__EXTRAIT À LIRE__:
• • •

Philippe Sollers. Il y a un livre, à mon avis, qu’il faut relire d’urgence, la Servitude volontaire de La Boétie. On y trouve formulé pour la première fois, d’une façon décisive et périodiquement oubliée, l’axiome suivant : « Tout pouvoir ne vit que de ceux qui s’y résignent. » On agite toujours le fait que le méchant serait à l’oeuvre, à l’insu des peuples ou contre eux, sans qu’ils participent le moins du monde à ce qui leur arrive : comme si, les intellectuels n’avaient pas décidé de baisser les bras, voire de ne pas se battre. La servitude volontaire insiste pourtant sur le fait que le tyran, quel qu’il soit, si on cessait de le soutenir, s’effondrerait de lui-même. Supposons que ce qu’on a appelé "la gauche", dans toutes ses composantes et ses histoires souvent dramatiques, parfois glorieuses, soit structurée masochistement : le surmoi lui dit à l’oreille de l’inconscient : « Tu jouiras de perdre, car c’est la seule voie qui te soit offerte imaginairement pour jouir. » Ça jette une lumière sur ce qui peut arriver dans certaines périodes de l’histoire — à considérer simplement l’hexagone (mais tout est lié).

• • •

__DONNÉES RECUEILLIES__:
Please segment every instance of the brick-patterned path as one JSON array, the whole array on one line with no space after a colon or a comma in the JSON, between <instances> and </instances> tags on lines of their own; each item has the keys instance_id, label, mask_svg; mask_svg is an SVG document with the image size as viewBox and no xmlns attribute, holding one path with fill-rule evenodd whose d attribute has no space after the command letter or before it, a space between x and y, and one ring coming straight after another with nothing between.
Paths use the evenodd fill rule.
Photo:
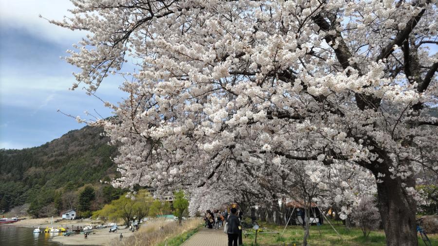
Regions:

• • •

__SÉRIE D’EXERCICES__:
**A.** Dites si chacune de ces affirmations s’accorde avec l’extrait sur la Servitude volontaire. Répondez par oui ou non et citez les mots de l’extrait qui tranchent.
(i) Le tyran tomberait tout seul si on arrêtait de le soutenir.
(ii) Le livre de La Boétie n’a plus besoin d’être relu aujourd’hui.
(iii) D’après l’axiome cité, tout pouvoir vit de ceux qui le combattent.
**B.** Prolongez l’extrait sur la Servitude volontaire à partir de sa dernière phrase, en quelques lignes.

__CORRIGÉ DES ACTIVITÉS__:
**A.**
(i) Oui : « le tyran, quel qu’il soit, si on cessait de le soutenir, s’effondrerait de lui-même ».
(ii) Non : « Il y a un livre, à mon avis, qu’il faut relire d’urgence ».
(iii) Non : « Tout pouvoir ne vit que de ceux qui s’y résignent. »

**B.**
Et ce petit hexagone est une sorte de jardin politiquement cocasse par rapport à ce qui se passe ailleurs, à New York le 11 septembre, à Moscou tout récemment, au Proche-Orient sans arrêt, en Indonésie. Et ce n’est qu’un début. Le petit hexagone a voté massivement pour le statu quo masochiste, sous prétexte qu’il fallait faire barrage au sadique Le Pen, qui du coup a envahi la totalité du paysage. Ce que réclame l’électorat de Le Pen, c’est ce qu’il faut lui donner si on ne veut pas que ce soit Le Pen lui-même qui le fasse : sécurité, morale minimum, répression minimale. Le spectacle que donne la gauche est donc tout à fait étonnant et en un sens pathétique parce qu’y pointe, en effet, de nouveau, la formule : « Tu jouiras de perdre. »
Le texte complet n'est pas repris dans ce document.